Stated problem
Count the lines in the rows below that contain the word "notebook", and reply with that number alone.

Named-object pointing rows
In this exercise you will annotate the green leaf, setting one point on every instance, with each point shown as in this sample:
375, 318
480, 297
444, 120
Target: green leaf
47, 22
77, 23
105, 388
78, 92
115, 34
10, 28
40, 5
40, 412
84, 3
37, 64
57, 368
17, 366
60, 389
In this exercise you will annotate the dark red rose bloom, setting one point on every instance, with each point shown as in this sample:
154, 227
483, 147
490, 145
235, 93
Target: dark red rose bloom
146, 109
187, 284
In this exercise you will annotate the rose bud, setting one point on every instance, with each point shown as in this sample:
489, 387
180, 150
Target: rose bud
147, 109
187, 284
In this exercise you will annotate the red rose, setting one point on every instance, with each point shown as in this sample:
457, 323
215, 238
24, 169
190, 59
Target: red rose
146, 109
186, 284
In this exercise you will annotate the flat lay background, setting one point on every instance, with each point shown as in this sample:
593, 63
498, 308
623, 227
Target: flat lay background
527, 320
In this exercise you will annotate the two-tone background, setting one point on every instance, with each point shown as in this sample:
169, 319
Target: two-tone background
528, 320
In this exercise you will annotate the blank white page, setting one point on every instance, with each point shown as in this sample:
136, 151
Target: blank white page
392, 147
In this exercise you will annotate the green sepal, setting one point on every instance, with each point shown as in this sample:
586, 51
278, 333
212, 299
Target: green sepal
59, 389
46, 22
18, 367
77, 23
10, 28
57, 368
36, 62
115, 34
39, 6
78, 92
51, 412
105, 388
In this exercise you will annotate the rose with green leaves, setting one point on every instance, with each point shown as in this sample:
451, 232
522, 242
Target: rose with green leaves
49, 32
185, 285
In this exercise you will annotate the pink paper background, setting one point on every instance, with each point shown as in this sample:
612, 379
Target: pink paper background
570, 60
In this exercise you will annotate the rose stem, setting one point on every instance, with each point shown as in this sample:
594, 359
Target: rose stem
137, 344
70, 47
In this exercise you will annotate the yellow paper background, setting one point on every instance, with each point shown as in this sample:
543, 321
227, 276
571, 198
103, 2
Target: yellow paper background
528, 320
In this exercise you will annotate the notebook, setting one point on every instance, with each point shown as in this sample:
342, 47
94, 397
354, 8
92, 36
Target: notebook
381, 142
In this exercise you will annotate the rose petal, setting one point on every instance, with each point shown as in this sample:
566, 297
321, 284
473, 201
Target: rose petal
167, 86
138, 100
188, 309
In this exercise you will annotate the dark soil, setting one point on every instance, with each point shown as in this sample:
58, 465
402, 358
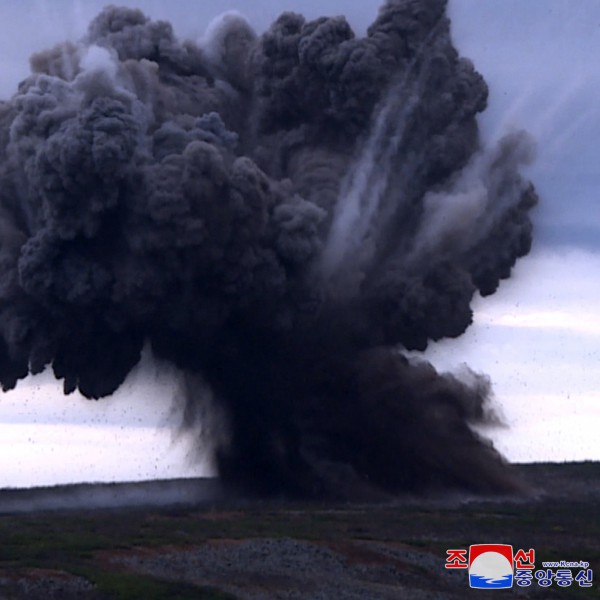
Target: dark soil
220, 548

---

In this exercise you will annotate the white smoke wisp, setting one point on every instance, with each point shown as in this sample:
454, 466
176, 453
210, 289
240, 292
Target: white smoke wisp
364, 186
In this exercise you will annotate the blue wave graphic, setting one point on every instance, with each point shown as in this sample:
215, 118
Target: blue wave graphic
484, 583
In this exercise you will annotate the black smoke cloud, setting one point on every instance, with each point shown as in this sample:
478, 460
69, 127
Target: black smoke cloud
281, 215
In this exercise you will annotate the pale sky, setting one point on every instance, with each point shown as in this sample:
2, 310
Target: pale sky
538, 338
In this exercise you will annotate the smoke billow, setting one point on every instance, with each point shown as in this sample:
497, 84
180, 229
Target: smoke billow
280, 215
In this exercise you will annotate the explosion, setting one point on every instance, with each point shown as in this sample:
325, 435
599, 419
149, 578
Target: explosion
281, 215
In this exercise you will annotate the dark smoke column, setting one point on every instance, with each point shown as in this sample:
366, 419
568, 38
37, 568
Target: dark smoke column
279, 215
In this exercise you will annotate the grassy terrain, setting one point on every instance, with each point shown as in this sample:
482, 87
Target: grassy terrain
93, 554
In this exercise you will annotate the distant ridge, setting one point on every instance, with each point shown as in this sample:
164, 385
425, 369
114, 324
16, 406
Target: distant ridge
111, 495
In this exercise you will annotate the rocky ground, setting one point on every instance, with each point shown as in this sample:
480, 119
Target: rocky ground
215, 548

--

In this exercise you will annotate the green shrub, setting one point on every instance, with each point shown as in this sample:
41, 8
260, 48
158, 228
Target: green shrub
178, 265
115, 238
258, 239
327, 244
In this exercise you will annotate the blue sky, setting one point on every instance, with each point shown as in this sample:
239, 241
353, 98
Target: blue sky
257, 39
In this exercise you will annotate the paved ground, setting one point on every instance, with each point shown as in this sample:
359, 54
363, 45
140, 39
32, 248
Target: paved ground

Final result
2